Niet in tll: welke gedragingen medeplegen opleveren, wie wat heeft gedaan
Er hoeft niet te staan wat jij precies gedaan hebt, dit volstaat al.
Hoorcollege 8: deelneming 2
Doenplegen, uitlokken, medeplichtigheid
Deelneming is een lastig onderwerp met vele technische vragen.
Vereisten voor deelneming algemeen
- Strafbaar grondfeit (accessoriteit)
- Deelnemingsgedraging
- Objectief: bijdrage aan totstand komen feit (incl. causaal verband) door
- medeplegen: nauwe samenwerking
- Uitlokking: ander aanzetten tot plegen van delict m.b.v. uitlokkingsmiddel
- Enz.
- Subjectief: opzet op eigen deelnemingsgedraging (incl. voorwaardelijk opzet)
- medeplegen: bewuste samenwerking
- Uitlokking: opzettelijk ander aanzetten
- Enz.
- Objectief: bijdrage aan totstand komen feit (incl. causaal verband) door
- Schuldvorm tav grondfeit: afhankelijk van deelnemingsvorm en aard grondfeit (opzetdelict, culpoos delict, overtreding)
Doen plegen (versus uitlokking)
Art. 47 Sr 1. Als daders van een strafbaar feit worden gestraft:
1°. zij die het feit plegen, doen plegen of medeplegen;
2°. zij die door giften, beloften, misbruik van gezag, geweld, bedreiging, of misleiding of door het verschaffen van gelegenheid, middelen of inlichtingen het feit opzettelijk uitlokken.
Doen plegen van een strafbaar feit lijkt sterk op het uitlokken van een strafbaar feit. Overeenkomst: Een ander aanzetten tot het plegen van een strafbaar feit (en zelf niet meedoen):
Verschil: bij doen plegen moet de pleger, de onmiddellijke dader, straffeloos zijn. Bijv. omdat hij een beroep kan doen op een schulduitsluitingsgrond. Bij uitlokking moet de pleger wel strafbaar zijn:
- Degene die zich laat aanzetten en het feit pleegt is niet strafbaar → doen plegen
- Degene die zich laat aanzetten en het feit pleegt is strafbaar → uitlokking
Daarnaast:
- Doen plegen: elke vorm van aanzetten tot: het maakt niet uit met welk middel je hem aanzet, geld, etc.
- Uitlokking: aanzetten tot d.m.v. wettelijke uitlokkingsmiddel.
Als je heel precies kijkt dan zou je je kunnen afvragen waarom dat onderscheid er überhaupt is. Stel dat de wet geen opsomming van de wettelijke uitlokkingsmiddelen kende. Dus: uitlokken is gewoon iemand anders uitlokken voor een strafbaar feit met als eis dat de uitgelokte strafbaar moet zijn. Daarnaast hebben we doen plegen. Wat vind je van zo’n systeem, van die 2 deelnemingsvormen naast elkaar? Heeft dat enige zin, om die 2 vormen naast elkaar te hebben? Nee. In alle gevallen is het aanzetten strafbaar, waarom zou je dan 2 vormen bedenken, 1 waarbij de uitgelokte strafbaar is, en 1 waarbij de aangezette niet strafbaar is.

▶ **VERZAMELD MATERIAAL**

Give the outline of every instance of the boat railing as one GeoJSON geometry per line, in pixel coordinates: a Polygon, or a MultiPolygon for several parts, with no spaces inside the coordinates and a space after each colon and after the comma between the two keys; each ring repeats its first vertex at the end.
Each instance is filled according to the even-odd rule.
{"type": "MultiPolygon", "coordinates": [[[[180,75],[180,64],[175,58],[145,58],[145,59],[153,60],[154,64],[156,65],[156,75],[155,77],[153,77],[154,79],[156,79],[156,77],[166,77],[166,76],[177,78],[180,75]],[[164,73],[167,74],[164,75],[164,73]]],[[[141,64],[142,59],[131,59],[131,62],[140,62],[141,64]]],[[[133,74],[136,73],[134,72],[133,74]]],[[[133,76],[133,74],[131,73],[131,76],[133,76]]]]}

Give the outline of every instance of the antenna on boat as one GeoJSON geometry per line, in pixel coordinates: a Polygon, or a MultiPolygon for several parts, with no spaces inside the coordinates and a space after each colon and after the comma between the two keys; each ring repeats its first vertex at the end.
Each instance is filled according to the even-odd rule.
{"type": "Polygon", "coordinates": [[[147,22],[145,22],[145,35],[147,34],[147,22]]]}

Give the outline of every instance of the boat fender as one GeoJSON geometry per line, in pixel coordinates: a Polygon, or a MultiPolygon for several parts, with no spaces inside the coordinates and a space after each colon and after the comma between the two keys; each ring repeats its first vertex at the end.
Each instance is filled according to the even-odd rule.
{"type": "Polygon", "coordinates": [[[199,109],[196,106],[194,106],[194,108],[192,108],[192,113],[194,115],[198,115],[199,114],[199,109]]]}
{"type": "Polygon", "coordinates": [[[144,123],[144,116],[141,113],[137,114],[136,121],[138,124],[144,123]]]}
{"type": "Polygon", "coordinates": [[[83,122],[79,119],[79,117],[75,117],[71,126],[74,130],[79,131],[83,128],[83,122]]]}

▶ **OPDRACHTEN**
1) Stemmen de volgende uitspraken overeen met de tekst over deelneming? Beantwoord elke uitspraak met ja of nee en citeer de woorden uit de tekst die de doorslag geven.
(a) Bij doen plegen moet de onmiddellijke dader straffeloos zijn.
(b) Bij uitlokking maakt het niet uit met welk middel iemand wordt aangezet.
(c) Voor medeplegen is objectief een nauwe samenwerking vereist.
2) Pak de tekst over deelneming weer op na de laatste zin en schrijf hem verder.

▶ **UITWERKINGEN**
1)
(a) Ja: "bij doen plegen moet de pleger, de onmiddellijke dader, straffeloos zijn."
(b) Nee: "Uitlokking: aanzetten tot d.m.v. wettelijke uitlokkingsmiddel."
(c) Ja: "medeplegen: nauwe samenwerking"

2)
Nu is het wel relevant: hebben we met een strafbare pleger te maken, kan degene die hem daartoe heeft aangezet, alleen strafbaar zijn als er een wettelijk uitlokkingsmiddel is gebruikt, en dat beperkt.
Wat is doen plegen?
Water en melk-arrest (1916): boer laat knecht aangelengde melk verkopen als ware het volle melk; boer weet dat melk aangelegd is; knecht niet.
De boer doet de knecht het feit plegen. Het strafbare feit is hier de aangelengde melk verkopen.
Hoe zou je de boer ook kunnen aanspreken, i.p.v. het doen plegen van het opzettelijk verkopen van aangelengde melk? Tegenwoordig zouden we zeer tegenwoordig zeggen: functioneel dader. Dat hij dat niet fysiek doet interesseert ons niets meer.
HR NJ 1991, 217: vrouwenarts geeft opdracht aan assistent tot verrichten van abortus bij vrouw die al langer dan 24 weken zwanger was. De vrucht die werd afgedreven had ook buiten moederlichaam in leven kunnen blijven (art. 82a Sr). Arts op de hoogte van de duur van de zwangerschap; assistent niet.
Wat is de arts? Die zou je kunnen vervolgen voor het doen plegen van moord. Hij zet de assistent aan om het delict te plegen. Maar waar is de arts voor veroordeeld? Functioneel plegen van moord!
A duwt opzettelijk B door een ruit, die daardoor sneuvelt.
Doen plegen van zaaksbeschadiging (art. 350 Sr)? De wetgever van 1886 hanteerde een heel fysiek gedragingsbegrip. De knecht is de pleger en niet de boer, de assistent is de pleger en niet de arts. Zelfs als degene die het eigenlijk doet (de knecht, assistent), als dat eigenlijk een soort willoos werktuig is (instrument in handen van de ander, de arts, de boer, die van niks weet), zelfs onder die omstandigheden vond de wetgever dat de boer niet de pleger is van het delict, want hij verricht niet de fysieke gedraging. Vandaar doen plegen.
Moet je hier nu doen plegen van zaak beschadiging van maken? B wordt door de ruit geduwd, hij heeft helemaal geen gedraging verricht. Hier wilde de wetgever wel zeggen: A is pleger van zaaksbeschadiging, het is hetzelfde als hij een baksteen door de ruit gooit. Dit kon nog wel via plegen. Maar ook de andere 2 vormen zouden nu ook heel goed d.m.v. functioneel plegen kunnen worden opgelost.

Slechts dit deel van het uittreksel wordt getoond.